Page extract:
Start of Block

Tuesday, 26 June 2007

Step by step


Kaizen is a japanese expression for continuous improvement. Kaizen methodology includes making changes and monitoring results, then adjusting (e.g. used by Toyota and some telecommunication and service provider companies in Japan). Large-scale pre-planning and extensive project scheduling are replaced by smaller experiments, which can be rapidly adapted as new improvements are suggested. For a consumer point of view, smaller changes in products make them more acceptable and reduces the curve as it is easier to gradually learn new services. For e.g. telecommunication companies, smaller changes make it possible to continuously charge for new services on the same device. Hopefully, this perspective could also make companies keep the same hardware a bit longer... as long as consumers easily can e.g. upgrade new software on their mobilephones.

Danny Seo (green-style gury) uses a similar perspective as the Kaizen methodology for sustainable consumption. Instead of demanding companies or consumers to make big changes at once, he promotes continuous changes. If it has to be all or nothing, we are likely to get nothing... Currently Danny is guiding celebrites to a green and stylish lifestyle, which hopefully can inpire others to follow in the same steps...

Thursday, 7 June 2007

It's not just about foodmiles...

Food miles, which consumers are increasingly taking notice of, are not an accurate way of judging the total environmental impact. For example, fruit and vegetables trucked in from Spain could actually have a lower carbon footprint than those grown in UK greenhouses which use up lots of energy for heating.

End of Block

Excerpted records:
Start of Block

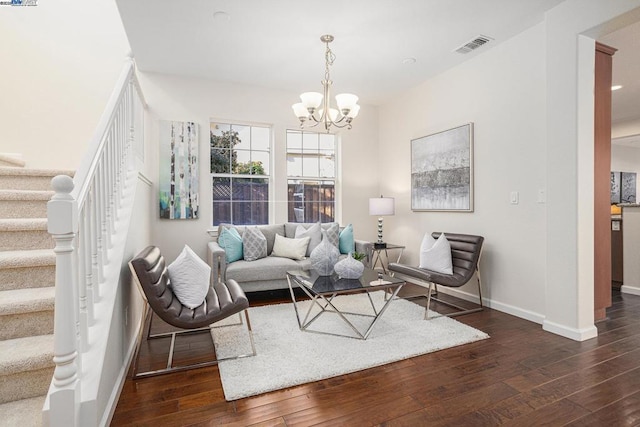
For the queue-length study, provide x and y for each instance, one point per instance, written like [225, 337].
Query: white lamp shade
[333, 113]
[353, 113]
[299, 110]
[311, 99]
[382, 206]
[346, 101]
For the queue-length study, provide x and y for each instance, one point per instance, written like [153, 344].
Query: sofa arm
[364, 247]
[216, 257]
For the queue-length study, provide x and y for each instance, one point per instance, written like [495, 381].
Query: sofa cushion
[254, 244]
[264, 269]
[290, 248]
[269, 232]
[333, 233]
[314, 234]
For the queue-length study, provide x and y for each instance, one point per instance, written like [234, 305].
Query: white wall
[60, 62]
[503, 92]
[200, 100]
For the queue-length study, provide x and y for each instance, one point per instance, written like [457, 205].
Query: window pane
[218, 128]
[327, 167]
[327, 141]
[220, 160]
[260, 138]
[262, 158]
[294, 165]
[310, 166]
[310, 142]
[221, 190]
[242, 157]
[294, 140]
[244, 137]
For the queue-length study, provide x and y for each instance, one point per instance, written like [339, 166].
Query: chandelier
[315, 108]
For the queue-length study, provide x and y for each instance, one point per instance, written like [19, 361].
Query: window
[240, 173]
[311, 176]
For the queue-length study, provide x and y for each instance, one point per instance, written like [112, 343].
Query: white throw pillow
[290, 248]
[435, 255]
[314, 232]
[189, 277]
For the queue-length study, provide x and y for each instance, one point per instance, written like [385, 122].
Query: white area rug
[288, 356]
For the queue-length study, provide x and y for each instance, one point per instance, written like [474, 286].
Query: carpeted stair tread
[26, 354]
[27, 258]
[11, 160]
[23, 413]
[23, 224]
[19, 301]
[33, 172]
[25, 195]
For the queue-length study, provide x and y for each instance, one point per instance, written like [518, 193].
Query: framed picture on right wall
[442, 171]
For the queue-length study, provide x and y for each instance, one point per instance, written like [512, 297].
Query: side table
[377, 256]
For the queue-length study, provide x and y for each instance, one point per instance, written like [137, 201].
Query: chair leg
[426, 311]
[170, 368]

End of Block
Start of Block

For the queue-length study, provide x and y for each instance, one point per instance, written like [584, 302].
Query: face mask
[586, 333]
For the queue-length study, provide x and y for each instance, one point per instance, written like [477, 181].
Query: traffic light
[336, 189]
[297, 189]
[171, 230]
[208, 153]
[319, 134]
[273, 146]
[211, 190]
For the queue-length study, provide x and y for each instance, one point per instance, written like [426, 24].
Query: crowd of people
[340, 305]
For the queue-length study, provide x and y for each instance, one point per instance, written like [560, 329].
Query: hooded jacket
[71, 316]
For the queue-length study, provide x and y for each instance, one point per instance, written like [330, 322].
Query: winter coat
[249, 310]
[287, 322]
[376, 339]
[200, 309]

End of Block
Start of Block

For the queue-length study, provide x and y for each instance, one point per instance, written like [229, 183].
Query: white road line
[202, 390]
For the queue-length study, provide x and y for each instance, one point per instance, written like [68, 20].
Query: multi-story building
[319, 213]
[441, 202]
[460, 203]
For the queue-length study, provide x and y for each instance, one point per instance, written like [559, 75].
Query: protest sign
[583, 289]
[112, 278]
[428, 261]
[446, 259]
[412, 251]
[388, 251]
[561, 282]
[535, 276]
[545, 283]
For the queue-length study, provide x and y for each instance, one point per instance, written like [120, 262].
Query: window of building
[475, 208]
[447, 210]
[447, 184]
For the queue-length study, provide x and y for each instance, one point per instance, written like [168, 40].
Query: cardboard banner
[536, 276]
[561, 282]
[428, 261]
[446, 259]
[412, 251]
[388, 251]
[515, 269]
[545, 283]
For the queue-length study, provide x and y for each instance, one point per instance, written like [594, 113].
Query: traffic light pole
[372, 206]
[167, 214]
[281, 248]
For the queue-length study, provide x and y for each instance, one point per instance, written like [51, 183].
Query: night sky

End of Block

Tasks for this exercise:
a – Translate this sentence from the blog extract into Spanish: "Kaizen is a japanese expression for continuous improvement."
b – From the blog extract, pull out the passage from "Kaizen is a" up to and including "on their mobilephones.", word for word.
The listing has nothing to do with the blog extract.

Solutions for each task:
a – Kaizen es una expresión japonesa que significa mejora continua.

b –
Kaizen is a japanese expression for continuous improvement. Kaizen methodology includes making changes and monitoring results, then adjusting (e.g. used by Toyota and some telecommunication and service provider companies in Japan). Large-scale pre-planning and extensive project scheduling are replaced by smaller experiments, which can be rapidly adapted as new improvements are suggested. For a consumer point of view, smaller changes in products make them more acceptable and reduces the curve as it is easier to gradually learn new services. For e.g. telecommunication companies, smaller changes make it possible to continuously charge for new services on the same device. Hopefully, this perspective could also make companies keep the same hardware a bit longer... as long as consumers easily can e.g. upgrade new software on their mobilephones.